[Supplied text]
START

Despite being out of the music industry for decades, Darondo received renewed attention in recent years thanks to London disc jockey Gilles Peterson. Peterson played his 1973 single, "Didn't I" on his BBC Radio 1 program, and included the song on a 2005 compilation album called Gilles Peterson Digs America.

Recordings of Darondo are available from Luv N Haight, an imprint label of Ubiquity Records.

In media 
In 2007, Darondo's song "Didn't I" was covered by Jack Peñate on his Spit at Stars EP and in 2008, featured on an episode of Breaking Bad. "Didn't I" was also featured in the 2010 film Saint John of Las Vegas In 2009, the song "Legs" was featured in an episode of the American version of Life on Mars. In 2010, "Didn't I" was featured in the films Night Catches Us and Jack Goes Boating. It also appeared in the New Element video, Future Nature. In 2013, "Didn't I" was featured on a Late Night Tales compilation mixed by Bonobo. In the same year, "Didn't I" was featured in the third installment of the Spanish Apartment trilogy, Chinese Puzzle starring Romain Duris. It was used as an ending theme in an episode of Lovesick. "Didn't I" was covered by the English electronic music duo HONNE on their 2015 EP "Coastal Love". "Didn't I" was also featured on Episode 1, Season 1 of The Blacklist and Season 1 of HBO's The Deuce. The song was featured in the Hulu show, High Fidelity. In September 2020 "Didn't I" was covered by a female artist, the American soul/blues singer Regina Bonelli. In 2018 producer Harry Fraud sampled “Didn't I” for his single “The Count”. Which also features Wiz Khalifa and Curren$y. Most recently, in September 2021, "Didn't I" closed Episode 4 (Season 1) of the Scottish television drama Guilt, produced by the BBC and airing on Masterpiece Mystery, as well as Episode 10, Season 2 of FXX comedy series Dave (TV series).

END

[Instructions for the task] Transcribe the part of the Darondo text from "Despite being out" to "Peterson Digs America.". Rely only on the text about Darondo for this.

[Items]
START

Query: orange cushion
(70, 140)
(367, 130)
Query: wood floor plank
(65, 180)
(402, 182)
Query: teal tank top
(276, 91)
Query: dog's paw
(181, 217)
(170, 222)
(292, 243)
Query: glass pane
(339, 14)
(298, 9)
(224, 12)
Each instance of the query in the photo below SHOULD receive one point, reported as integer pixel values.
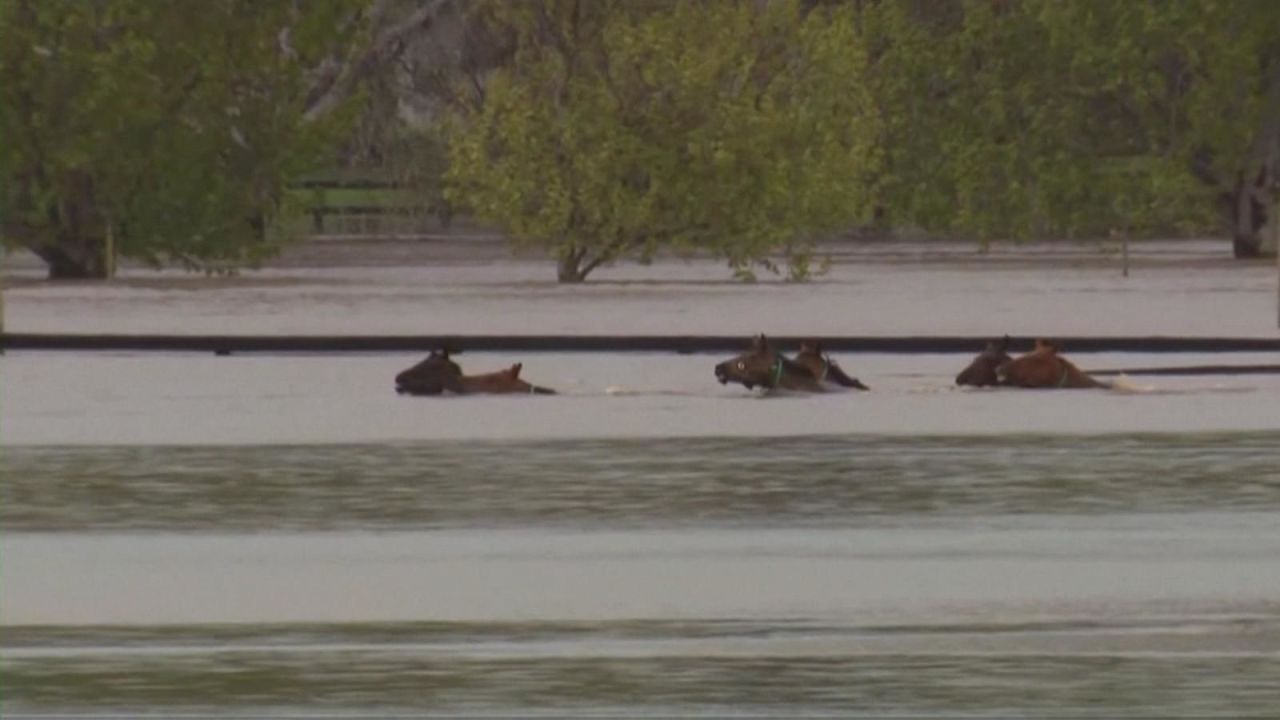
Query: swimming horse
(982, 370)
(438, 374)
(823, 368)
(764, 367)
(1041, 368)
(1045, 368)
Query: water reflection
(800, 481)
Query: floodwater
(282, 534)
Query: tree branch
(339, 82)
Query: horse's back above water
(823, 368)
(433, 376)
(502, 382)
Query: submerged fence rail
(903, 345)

END
START

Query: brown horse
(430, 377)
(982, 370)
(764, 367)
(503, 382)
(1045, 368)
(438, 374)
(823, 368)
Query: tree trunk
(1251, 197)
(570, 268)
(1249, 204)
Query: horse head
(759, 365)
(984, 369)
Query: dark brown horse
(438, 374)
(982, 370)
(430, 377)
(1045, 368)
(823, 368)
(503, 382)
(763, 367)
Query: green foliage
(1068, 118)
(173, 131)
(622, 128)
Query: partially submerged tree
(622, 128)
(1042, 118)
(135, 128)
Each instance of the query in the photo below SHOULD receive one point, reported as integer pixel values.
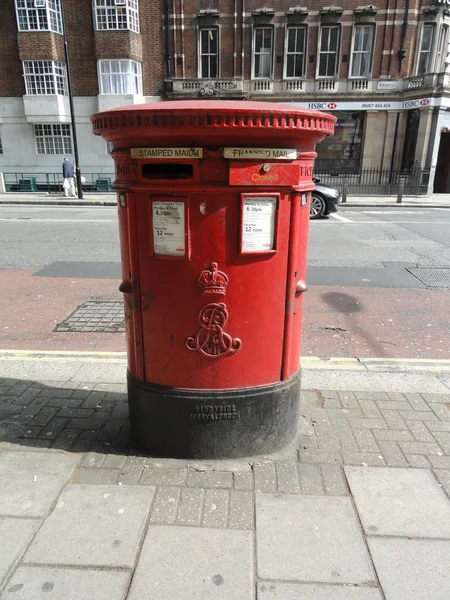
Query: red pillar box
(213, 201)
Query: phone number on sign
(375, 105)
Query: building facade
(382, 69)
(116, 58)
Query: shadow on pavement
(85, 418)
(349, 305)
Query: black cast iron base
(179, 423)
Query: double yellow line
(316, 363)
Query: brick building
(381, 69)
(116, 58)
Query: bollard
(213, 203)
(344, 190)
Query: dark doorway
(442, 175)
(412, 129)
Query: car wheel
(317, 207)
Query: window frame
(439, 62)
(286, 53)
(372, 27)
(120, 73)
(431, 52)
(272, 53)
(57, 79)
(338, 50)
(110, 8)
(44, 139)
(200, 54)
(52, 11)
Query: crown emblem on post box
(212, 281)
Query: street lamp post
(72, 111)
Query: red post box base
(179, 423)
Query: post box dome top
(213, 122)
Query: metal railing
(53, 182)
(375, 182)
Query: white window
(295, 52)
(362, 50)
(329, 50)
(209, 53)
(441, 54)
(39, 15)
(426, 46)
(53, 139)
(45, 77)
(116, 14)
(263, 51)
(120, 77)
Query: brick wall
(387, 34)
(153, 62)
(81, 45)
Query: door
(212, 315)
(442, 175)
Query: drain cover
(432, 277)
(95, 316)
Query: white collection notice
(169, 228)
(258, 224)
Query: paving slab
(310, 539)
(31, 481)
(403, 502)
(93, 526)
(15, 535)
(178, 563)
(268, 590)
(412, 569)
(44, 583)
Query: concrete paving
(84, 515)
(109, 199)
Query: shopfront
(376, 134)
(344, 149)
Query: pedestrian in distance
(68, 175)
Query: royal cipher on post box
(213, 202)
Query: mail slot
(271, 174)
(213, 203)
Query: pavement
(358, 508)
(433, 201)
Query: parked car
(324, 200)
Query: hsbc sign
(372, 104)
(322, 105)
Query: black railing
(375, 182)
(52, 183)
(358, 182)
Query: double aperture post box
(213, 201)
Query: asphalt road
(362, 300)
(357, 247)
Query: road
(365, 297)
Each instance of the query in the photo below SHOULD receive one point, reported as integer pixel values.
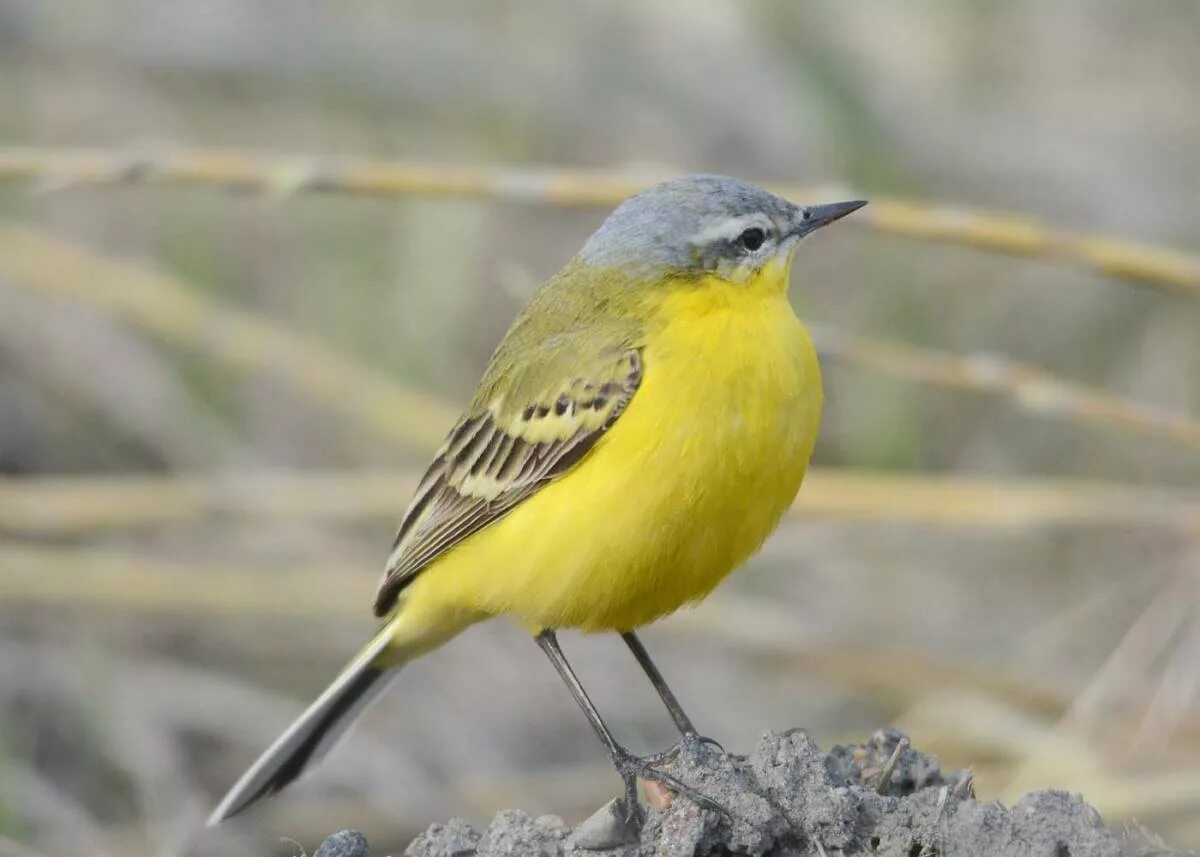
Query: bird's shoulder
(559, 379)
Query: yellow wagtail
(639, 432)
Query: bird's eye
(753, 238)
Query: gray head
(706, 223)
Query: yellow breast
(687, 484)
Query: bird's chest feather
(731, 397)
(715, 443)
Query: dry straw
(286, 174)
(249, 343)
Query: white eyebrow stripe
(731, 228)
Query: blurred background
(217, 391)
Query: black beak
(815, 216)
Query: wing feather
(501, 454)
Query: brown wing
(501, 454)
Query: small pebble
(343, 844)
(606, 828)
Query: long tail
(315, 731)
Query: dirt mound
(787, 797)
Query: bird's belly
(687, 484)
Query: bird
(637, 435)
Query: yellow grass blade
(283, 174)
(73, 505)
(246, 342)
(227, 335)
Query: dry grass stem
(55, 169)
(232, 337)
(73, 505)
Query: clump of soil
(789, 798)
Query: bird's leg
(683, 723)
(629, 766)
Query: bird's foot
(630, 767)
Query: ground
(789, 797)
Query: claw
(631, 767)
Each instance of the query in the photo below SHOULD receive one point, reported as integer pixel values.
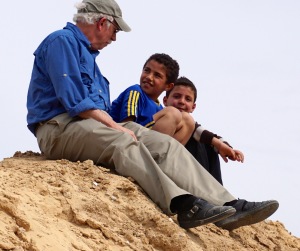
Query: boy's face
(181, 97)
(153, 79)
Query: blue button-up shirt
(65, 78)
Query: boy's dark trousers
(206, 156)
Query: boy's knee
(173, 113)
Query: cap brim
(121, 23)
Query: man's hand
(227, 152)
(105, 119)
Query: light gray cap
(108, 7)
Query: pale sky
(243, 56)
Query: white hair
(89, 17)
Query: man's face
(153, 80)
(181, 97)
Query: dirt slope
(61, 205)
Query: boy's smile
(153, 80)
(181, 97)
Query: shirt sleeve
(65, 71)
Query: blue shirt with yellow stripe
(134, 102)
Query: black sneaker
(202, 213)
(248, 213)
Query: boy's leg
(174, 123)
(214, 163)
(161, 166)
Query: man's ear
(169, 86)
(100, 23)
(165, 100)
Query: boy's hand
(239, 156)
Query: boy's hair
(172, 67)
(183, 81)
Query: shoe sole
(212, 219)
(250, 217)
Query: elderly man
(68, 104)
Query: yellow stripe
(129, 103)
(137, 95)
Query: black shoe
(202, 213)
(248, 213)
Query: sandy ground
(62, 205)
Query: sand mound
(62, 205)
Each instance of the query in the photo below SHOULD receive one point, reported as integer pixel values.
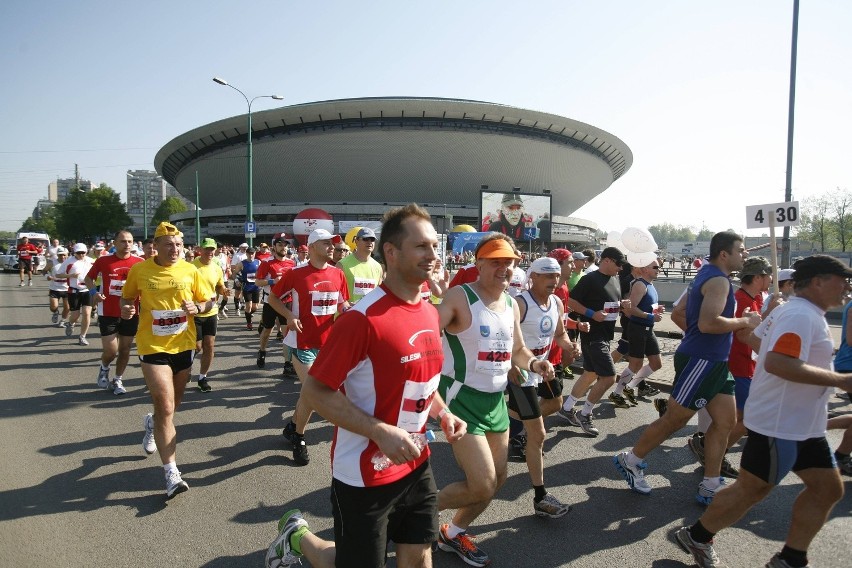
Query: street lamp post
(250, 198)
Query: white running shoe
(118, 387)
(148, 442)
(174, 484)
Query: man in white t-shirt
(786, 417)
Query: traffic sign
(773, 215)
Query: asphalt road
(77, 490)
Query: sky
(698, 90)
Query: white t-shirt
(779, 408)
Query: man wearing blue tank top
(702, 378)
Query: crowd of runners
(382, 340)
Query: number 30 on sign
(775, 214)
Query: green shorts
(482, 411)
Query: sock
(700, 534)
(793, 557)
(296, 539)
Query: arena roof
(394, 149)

END
START

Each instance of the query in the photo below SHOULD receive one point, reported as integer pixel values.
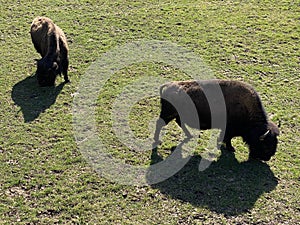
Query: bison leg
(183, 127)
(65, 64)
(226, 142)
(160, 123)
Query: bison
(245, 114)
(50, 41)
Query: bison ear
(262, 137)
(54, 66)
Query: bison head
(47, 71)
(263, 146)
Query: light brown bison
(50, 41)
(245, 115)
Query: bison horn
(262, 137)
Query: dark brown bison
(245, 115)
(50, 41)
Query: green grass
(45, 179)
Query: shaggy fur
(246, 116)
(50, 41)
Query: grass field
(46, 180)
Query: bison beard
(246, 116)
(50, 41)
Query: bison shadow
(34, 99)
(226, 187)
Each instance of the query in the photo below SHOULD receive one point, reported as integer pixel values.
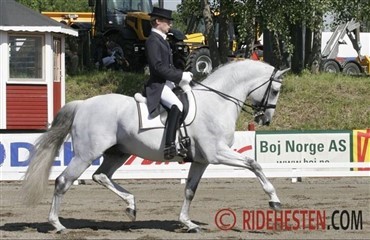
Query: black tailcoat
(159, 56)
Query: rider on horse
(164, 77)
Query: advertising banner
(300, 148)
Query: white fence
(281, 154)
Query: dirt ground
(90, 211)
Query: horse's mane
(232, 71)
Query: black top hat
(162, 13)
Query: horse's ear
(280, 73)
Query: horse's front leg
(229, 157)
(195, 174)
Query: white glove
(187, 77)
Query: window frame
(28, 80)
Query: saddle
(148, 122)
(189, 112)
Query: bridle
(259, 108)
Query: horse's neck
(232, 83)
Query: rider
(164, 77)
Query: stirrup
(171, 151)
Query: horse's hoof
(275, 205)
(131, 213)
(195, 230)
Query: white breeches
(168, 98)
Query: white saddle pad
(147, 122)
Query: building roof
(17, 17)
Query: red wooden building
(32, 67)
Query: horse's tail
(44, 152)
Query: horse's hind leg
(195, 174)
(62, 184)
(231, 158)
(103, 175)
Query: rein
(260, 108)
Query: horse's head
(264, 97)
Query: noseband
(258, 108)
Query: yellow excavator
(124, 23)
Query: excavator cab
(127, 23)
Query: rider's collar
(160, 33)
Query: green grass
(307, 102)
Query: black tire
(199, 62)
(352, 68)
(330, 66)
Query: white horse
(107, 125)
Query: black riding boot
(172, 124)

END

[The reply]
Despite being out of the music industry for decades, Darondo received renewed attention in recent years thanks to London disc jockey Gilles Peterson. Peterson played his 1973 single, "Didn't I" on his BBC Radio 1 program, and included the song on a 2005 compilation album called Gilles Peterson Digs America.